Top to bottom, output the entries that follow exactly.

### RECORDS TO USE:
Content starts

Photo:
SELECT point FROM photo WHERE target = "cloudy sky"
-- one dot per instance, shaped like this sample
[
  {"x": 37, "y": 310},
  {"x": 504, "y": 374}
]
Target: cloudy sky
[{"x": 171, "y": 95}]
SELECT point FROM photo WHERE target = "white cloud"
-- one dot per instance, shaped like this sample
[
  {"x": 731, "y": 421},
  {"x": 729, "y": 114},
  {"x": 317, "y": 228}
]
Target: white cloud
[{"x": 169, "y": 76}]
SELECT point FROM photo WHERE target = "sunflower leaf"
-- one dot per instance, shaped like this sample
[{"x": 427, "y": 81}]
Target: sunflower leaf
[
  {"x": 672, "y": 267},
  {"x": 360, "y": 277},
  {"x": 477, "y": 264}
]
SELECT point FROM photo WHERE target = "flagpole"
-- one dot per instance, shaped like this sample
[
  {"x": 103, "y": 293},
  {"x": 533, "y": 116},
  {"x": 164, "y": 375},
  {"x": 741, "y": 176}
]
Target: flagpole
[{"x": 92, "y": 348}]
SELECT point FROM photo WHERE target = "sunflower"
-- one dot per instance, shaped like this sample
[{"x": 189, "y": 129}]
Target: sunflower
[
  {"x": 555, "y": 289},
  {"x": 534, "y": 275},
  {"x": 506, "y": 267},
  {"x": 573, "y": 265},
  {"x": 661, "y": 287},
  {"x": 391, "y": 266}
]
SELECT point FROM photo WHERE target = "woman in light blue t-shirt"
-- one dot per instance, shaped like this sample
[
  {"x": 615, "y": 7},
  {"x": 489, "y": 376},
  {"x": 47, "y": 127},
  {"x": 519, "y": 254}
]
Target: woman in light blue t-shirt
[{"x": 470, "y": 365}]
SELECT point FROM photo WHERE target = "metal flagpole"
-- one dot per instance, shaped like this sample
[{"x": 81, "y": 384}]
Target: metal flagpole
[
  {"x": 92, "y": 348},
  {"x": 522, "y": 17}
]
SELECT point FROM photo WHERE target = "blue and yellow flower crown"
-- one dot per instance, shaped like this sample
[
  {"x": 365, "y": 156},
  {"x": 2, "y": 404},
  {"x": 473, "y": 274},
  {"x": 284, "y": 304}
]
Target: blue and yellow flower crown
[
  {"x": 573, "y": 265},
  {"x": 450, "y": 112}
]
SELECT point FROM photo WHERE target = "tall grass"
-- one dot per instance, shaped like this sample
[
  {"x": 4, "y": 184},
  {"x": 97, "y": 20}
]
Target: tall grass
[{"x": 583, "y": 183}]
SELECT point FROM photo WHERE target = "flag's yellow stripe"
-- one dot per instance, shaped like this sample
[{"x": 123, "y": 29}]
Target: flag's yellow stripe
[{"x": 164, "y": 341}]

Content ends

### EXERCISE ANSWER:
Photo:
SELECT point FROM photo WHERE target = "cloudy sky"
-- one dot per instance, shaped like this sample
[
  {"x": 37, "y": 310},
  {"x": 504, "y": 374}
]
Target: cloudy sky
[{"x": 171, "y": 95}]
SELECT point FROM photo WHERE target = "white cloud"
-- one dot per instance, shaped like this sample
[
  {"x": 731, "y": 421},
  {"x": 729, "y": 114},
  {"x": 317, "y": 228}
]
Target: white cloud
[{"x": 169, "y": 76}]
SELECT point FROM photo WHERE target = "sunflower leaf"
-- one dot per instance, shaped like this sample
[{"x": 427, "y": 81}]
Target: sunflower leaf
[
  {"x": 672, "y": 267},
  {"x": 360, "y": 277},
  {"x": 477, "y": 264}
]
SELECT point FROM photo WHERE target = "flagpole"
-- one dot per instance, shaped like this sample
[
  {"x": 103, "y": 293},
  {"x": 533, "y": 116},
  {"x": 164, "y": 375},
  {"x": 741, "y": 176}
]
Target: flagpole
[{"x": 92, "y": 348}]
SELECT point FROM photo WHERE target = "sunflower"
-- one dot per instance, shaped like this sample
[{"x": 189, "y": 129}]
Target: sunflower
[
  {"x": 555, "y": 289},
  {"x": 534, "y": 275},
  {"x": 506, "y": 267},
  {"x": 573, "y": 265},
  {"x": 661, "y": 287},
  {"x": 391, "y": 266}
]
SELECT point FROM photo WHERE target = "woman in light blue t-shirt"
-- one dot per instance, shaped like this sample
[
  {"x": 615, "y": 7},
  {"x": 489, "y": 376},
  {"x": 47, "y": 127},
  {"x": 519, "y": 254}
]
Target: woman in light blue t-shirt
[{"x": 470, "y": 365}]
SELECT point FROM photo WHERE target = "metal flagpole"
-- one dot per instance, shaped like this sample
[{"x": 81, "y": 384}]
Target: metal flagpole
[
  {"x": 92, "y": 348},
  {"x": 522, "y": 17}
]
SELECT point FROM photo WHERE target = "blue and yellow flower crown"
-- one dot per instance, shaped like this sample
[
  {"x": 365, "y": 156},
  {"x": 2, "y": 404},
  {"x": 473, "y": 274},
  {"x": 284, "y": 304}
]
Target: blue and yellow flower crown
[
  {"x": 573, "y": 265},
  {"x": 450, "y": 112}
]
SELECT point FROM photo WHERE target = "tall grass"
-- one dot per instance, shaped like this sample
[
  {"x": 4, "y": 184},
  {"x": 97, "y": 20}
]
Target: tall grass
[{"x": 583, "y": 183}]
SELECT point FROM photo WHERE target = "flag's yellow stripe"
-- one dot per instance, shaped like this sample
[{"x": 123, "y": 29}]
Target: flag's yellow stripe
[{"x": 164, "y": 341}]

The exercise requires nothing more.